#### Supplied material:
---

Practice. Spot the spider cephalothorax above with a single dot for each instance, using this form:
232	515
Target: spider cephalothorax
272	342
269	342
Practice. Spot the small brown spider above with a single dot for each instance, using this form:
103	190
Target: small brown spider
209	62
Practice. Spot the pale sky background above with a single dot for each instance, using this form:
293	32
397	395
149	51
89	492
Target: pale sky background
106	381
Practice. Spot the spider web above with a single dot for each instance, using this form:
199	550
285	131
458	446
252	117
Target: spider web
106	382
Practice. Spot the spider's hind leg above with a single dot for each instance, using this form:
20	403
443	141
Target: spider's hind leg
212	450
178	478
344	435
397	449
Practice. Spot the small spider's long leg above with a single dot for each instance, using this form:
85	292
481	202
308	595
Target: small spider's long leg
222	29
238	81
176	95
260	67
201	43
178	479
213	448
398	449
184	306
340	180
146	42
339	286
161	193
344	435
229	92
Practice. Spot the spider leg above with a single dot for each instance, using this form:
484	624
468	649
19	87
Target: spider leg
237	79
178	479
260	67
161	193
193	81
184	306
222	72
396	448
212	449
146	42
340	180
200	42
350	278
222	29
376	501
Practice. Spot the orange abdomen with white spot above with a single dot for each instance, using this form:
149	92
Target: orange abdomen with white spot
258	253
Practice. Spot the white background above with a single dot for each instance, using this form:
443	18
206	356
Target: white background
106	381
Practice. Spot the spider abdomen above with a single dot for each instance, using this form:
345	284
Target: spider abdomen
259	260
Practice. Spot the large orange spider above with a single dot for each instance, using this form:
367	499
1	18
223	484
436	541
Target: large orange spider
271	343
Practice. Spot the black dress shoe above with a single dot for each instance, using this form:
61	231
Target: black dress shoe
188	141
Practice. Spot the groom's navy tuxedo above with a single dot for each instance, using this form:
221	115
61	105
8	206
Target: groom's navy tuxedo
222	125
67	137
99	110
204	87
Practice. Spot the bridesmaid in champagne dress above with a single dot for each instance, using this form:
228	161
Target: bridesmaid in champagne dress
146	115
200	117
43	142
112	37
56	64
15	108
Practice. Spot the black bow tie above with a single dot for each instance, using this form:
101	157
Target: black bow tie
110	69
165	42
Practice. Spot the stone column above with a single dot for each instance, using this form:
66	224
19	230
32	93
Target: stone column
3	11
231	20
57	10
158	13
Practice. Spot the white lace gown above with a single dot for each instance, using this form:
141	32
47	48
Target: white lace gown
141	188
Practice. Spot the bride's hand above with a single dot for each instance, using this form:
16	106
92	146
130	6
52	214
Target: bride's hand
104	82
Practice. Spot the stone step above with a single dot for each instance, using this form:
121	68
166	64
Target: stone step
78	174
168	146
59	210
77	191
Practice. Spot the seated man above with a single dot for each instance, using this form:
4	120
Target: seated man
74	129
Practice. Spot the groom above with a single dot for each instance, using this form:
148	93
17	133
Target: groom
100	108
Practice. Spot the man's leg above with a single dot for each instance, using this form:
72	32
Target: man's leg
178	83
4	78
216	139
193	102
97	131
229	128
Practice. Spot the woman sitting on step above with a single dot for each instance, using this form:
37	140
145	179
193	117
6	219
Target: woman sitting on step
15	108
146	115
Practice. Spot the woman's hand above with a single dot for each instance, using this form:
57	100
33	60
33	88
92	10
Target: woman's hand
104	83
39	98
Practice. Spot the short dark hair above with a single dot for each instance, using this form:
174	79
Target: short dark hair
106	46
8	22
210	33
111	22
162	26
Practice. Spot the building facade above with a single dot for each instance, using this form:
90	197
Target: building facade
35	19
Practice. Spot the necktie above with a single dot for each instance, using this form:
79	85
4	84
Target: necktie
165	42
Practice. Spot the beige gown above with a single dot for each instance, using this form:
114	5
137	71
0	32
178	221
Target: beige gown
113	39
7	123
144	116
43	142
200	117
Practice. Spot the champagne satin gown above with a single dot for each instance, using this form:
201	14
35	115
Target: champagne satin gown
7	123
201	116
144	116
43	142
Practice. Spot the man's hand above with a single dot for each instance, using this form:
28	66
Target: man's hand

---

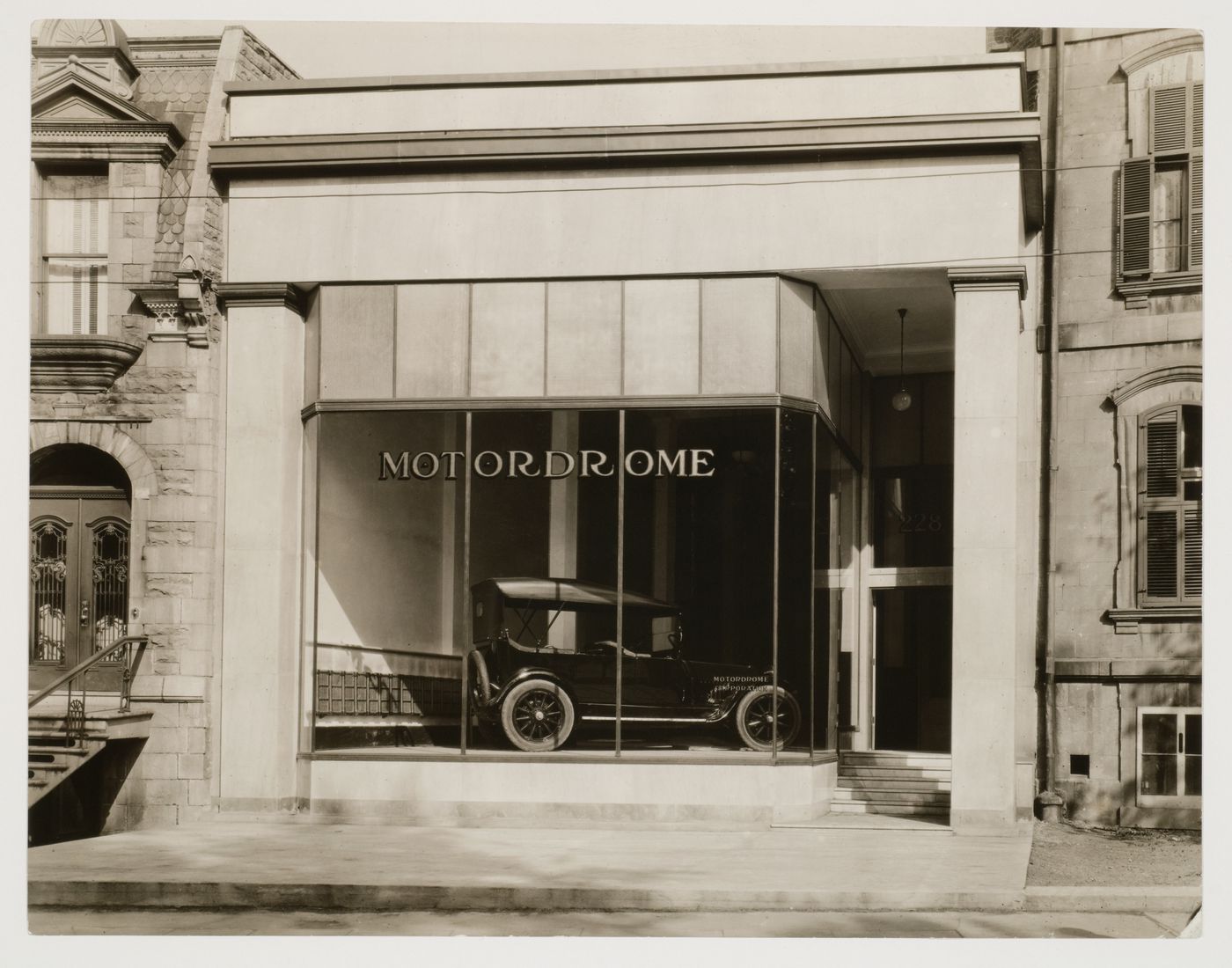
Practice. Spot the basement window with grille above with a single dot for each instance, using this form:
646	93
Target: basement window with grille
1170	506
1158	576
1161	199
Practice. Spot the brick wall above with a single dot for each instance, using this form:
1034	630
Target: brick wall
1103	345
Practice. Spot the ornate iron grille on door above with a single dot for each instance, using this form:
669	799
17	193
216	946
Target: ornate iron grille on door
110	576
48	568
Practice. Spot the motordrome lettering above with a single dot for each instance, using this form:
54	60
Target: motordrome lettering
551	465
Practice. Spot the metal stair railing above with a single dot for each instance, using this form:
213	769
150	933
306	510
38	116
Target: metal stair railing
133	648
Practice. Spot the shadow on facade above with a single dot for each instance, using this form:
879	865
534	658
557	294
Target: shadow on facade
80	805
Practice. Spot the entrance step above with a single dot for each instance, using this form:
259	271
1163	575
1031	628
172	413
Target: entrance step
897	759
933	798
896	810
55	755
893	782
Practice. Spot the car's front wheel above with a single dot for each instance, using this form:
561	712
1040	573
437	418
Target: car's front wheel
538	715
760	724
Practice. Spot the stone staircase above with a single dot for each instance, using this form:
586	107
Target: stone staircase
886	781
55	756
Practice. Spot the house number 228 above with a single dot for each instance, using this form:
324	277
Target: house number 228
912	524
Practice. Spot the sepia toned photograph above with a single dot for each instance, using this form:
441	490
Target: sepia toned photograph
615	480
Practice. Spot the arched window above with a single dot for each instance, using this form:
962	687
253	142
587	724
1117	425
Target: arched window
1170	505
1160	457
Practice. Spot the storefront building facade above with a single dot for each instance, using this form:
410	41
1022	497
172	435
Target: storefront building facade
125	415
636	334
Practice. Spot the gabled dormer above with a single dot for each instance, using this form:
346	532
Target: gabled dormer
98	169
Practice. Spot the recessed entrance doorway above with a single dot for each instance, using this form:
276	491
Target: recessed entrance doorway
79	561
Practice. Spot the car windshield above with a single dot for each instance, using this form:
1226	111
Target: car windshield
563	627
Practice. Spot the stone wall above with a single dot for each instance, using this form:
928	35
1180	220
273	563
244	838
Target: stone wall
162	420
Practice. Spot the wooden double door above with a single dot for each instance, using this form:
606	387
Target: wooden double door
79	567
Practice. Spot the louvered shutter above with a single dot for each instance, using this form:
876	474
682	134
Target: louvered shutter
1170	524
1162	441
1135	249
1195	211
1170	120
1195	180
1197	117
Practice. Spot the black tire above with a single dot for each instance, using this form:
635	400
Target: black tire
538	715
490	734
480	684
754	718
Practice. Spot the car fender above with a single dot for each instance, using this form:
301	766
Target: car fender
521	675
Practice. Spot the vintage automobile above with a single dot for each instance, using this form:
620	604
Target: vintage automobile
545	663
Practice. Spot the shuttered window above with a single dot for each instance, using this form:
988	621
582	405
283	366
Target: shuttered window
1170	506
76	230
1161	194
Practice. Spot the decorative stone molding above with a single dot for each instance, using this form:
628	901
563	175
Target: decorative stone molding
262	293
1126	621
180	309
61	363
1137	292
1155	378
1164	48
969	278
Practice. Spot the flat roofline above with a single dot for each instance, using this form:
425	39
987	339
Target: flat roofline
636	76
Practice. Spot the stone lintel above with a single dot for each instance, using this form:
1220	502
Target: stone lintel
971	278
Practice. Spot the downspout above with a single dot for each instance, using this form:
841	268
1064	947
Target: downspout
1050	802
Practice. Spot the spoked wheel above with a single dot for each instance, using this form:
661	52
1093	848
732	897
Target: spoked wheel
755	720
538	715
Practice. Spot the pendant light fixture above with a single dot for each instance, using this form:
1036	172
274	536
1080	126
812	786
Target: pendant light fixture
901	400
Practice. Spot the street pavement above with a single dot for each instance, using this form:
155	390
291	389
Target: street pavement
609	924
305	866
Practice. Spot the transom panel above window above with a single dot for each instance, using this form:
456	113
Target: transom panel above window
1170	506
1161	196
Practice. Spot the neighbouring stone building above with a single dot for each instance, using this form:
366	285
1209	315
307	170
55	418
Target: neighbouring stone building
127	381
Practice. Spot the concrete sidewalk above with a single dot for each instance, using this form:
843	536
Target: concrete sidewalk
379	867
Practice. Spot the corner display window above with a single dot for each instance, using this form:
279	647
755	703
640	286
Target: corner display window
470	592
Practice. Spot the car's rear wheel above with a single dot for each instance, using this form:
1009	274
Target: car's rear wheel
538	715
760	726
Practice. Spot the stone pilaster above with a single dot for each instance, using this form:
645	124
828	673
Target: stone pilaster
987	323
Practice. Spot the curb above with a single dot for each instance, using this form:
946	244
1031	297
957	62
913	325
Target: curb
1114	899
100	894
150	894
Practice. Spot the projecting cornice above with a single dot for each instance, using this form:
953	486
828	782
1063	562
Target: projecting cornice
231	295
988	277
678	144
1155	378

---

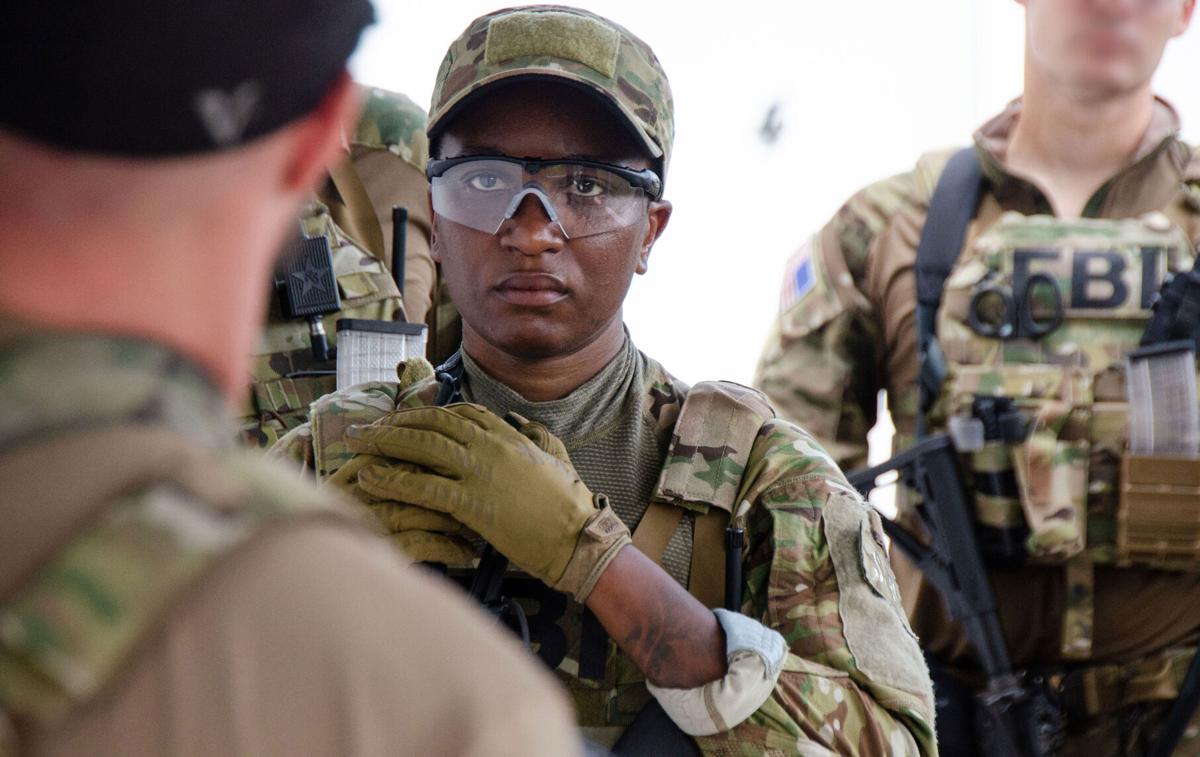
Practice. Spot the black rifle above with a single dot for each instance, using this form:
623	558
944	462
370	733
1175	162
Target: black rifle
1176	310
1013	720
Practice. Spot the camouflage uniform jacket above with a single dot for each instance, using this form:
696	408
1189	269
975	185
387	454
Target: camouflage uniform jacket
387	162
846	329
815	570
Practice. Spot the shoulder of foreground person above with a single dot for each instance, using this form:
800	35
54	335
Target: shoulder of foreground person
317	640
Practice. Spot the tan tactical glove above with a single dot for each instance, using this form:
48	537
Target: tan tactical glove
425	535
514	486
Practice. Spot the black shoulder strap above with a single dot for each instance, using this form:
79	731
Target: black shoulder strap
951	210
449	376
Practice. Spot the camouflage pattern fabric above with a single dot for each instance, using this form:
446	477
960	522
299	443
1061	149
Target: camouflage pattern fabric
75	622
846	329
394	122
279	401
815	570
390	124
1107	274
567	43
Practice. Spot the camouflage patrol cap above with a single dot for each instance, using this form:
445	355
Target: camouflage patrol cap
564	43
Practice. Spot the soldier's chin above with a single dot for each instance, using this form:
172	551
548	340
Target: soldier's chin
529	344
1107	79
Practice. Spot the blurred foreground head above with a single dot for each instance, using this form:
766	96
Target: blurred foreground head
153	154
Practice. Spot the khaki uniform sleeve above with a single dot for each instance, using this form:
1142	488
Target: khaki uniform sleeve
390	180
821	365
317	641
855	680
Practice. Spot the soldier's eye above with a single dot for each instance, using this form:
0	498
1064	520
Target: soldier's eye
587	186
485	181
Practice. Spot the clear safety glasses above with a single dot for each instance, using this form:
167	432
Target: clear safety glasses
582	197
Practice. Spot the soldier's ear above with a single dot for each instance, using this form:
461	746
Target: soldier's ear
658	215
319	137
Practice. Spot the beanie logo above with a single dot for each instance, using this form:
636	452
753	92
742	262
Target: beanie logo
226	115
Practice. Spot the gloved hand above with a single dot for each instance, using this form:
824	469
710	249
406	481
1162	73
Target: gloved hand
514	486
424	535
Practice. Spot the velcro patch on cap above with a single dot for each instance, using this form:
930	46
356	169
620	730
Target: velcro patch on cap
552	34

---

#### Short exercise:
Collect every line of the entries above that contains the word "shoe" and copy each one in full.

#### Solved problem:
Practice. Spot the black dress shoe above with a single dot for each instance, using this form:
Target: black dress shoe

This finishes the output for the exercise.